Source data:
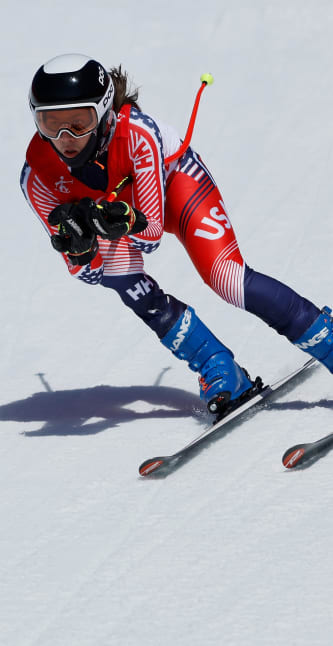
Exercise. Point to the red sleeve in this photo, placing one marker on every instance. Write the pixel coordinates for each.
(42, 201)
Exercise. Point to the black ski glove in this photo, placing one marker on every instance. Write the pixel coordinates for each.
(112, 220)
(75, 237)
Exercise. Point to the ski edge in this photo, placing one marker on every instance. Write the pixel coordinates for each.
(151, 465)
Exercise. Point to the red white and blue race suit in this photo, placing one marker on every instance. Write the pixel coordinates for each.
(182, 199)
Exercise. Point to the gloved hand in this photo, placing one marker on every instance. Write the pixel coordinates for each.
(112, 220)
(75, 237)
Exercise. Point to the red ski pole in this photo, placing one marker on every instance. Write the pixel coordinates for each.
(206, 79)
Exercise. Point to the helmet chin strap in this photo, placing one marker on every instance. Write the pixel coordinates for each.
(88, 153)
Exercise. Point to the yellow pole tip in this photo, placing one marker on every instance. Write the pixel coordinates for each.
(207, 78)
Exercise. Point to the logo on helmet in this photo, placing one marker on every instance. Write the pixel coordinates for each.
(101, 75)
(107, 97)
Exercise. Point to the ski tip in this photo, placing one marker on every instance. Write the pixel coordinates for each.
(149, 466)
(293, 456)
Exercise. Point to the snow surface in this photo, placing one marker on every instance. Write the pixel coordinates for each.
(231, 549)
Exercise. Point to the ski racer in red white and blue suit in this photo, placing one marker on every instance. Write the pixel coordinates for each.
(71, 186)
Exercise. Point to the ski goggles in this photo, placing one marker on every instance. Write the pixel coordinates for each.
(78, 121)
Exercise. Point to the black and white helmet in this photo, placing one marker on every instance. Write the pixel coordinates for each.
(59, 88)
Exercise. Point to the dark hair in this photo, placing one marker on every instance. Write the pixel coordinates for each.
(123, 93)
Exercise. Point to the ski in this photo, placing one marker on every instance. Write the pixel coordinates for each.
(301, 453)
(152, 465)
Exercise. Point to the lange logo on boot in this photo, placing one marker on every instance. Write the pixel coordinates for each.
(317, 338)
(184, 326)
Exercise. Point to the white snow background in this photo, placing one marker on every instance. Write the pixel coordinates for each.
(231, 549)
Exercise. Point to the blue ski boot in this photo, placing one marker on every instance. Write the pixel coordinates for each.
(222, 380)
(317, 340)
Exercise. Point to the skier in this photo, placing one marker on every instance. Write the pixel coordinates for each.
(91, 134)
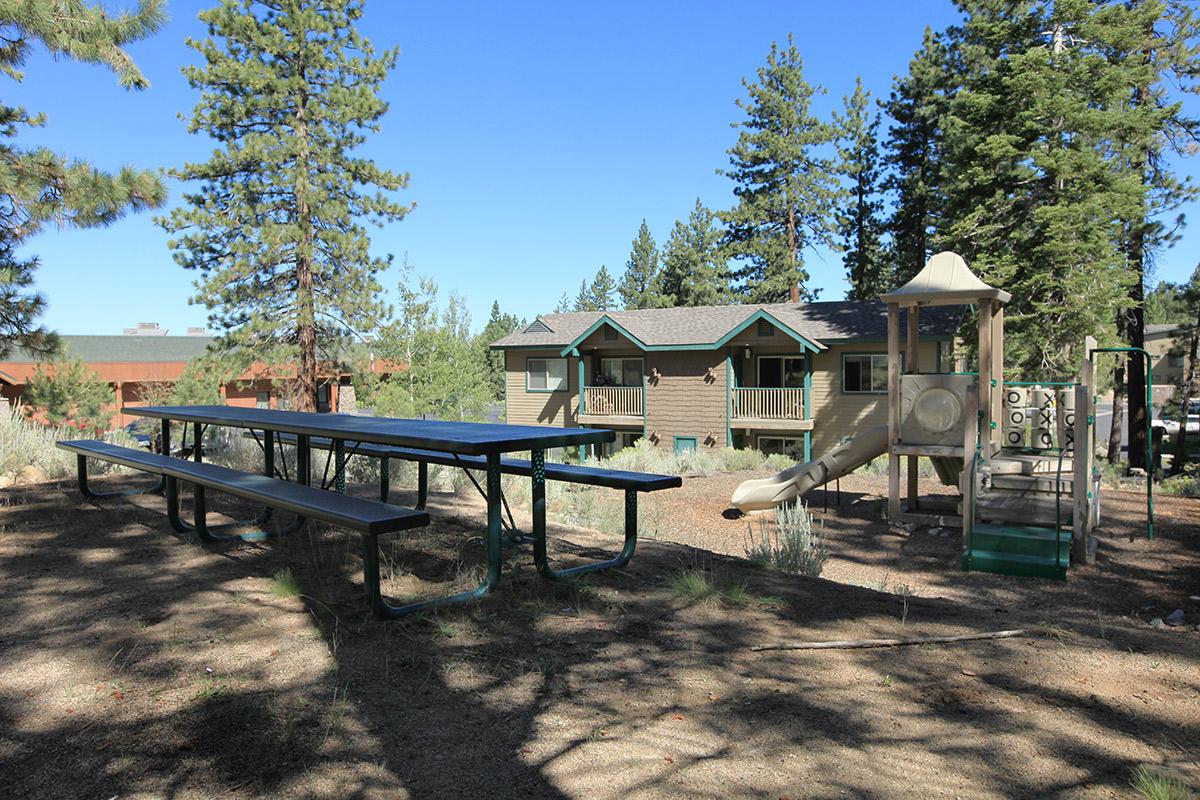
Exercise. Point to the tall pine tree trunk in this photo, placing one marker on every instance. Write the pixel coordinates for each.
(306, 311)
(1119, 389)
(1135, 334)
--
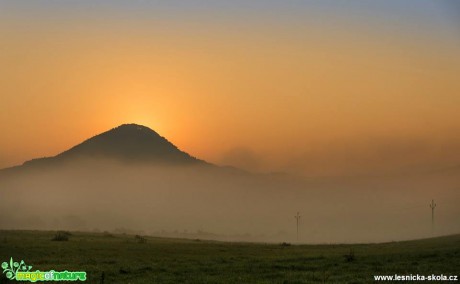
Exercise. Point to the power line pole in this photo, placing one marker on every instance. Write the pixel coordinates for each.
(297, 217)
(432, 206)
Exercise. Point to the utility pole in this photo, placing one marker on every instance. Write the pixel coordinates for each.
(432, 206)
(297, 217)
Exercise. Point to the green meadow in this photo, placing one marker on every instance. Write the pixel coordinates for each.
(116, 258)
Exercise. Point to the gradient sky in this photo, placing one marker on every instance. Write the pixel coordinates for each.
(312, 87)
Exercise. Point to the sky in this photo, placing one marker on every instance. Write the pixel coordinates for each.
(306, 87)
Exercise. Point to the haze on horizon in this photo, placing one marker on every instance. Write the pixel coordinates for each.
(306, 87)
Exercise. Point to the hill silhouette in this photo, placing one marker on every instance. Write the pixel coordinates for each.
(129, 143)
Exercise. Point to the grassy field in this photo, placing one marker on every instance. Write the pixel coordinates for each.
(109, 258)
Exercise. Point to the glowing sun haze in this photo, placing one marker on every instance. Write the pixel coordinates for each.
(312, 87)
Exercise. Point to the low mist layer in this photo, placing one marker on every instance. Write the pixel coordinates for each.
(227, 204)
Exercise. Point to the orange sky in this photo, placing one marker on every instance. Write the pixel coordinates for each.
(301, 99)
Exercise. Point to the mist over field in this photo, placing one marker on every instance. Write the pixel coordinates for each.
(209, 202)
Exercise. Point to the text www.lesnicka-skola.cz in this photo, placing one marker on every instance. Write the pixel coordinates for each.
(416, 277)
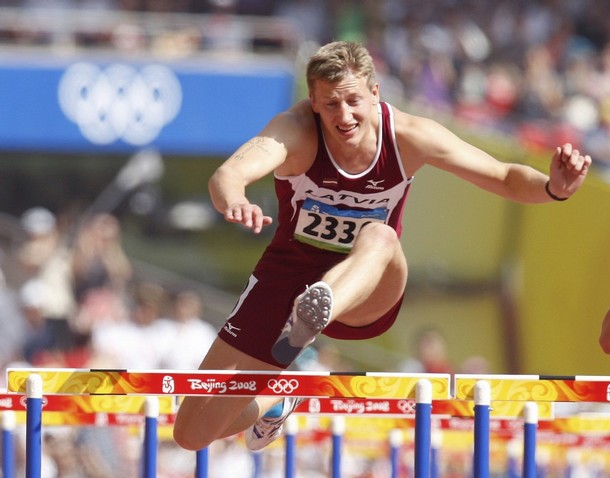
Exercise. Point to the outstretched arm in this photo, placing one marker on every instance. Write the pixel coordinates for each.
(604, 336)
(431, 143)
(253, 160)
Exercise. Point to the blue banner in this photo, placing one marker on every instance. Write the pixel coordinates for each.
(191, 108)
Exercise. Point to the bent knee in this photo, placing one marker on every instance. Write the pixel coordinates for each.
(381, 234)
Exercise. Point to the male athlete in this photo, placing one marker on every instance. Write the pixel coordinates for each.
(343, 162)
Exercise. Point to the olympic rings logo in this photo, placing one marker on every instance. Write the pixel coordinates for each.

Task directions: Starting at the line that contains "Exercise. Point to the orange" and stopping after the line that contains "Exercise. Point to the olympic", write those lines out again with "marker" switched to "pin" and nothing else altered. Leave the pictures out of your answer.

Result:
Exercise. Point to the orange sky in this photo, placing one pin on every instance. Write the pixel coordinates for each.
(301, 99)
Exercise. Point to the mist over field in this photo, placing one pin on every instance. Write the pixel coordinates for each.
(209, 202)
Exercise. Point to the text www.lesnicka-skola.cz in this photo, placing one pin on every instance. Write the pixel coordinates for each.
(416, 277)
Exercise. Point to the outstretched arm in this photo, placing one pin on every instance. Write the pixel coordinates for each.
(604, 336)
(431, 143)
(253, 160)
Exercise. Point to the blue banner in this photo, placing one pin on every instance. Write the pixel coordinates for each.
(191, 108)
Exercise. Point to the bent knee in this photo, placing one pin on every instance. Write the pixel coordinates for each.
(381, 234)
Exercise. Point to the male athlete in this photo, placing one pin on every instance. Write the pixel coordinates for each.
(343, 162)
Exercise. Point to the olympic rings logo in this photo, placing one pin on every instance. Write the pixel coordinates for each.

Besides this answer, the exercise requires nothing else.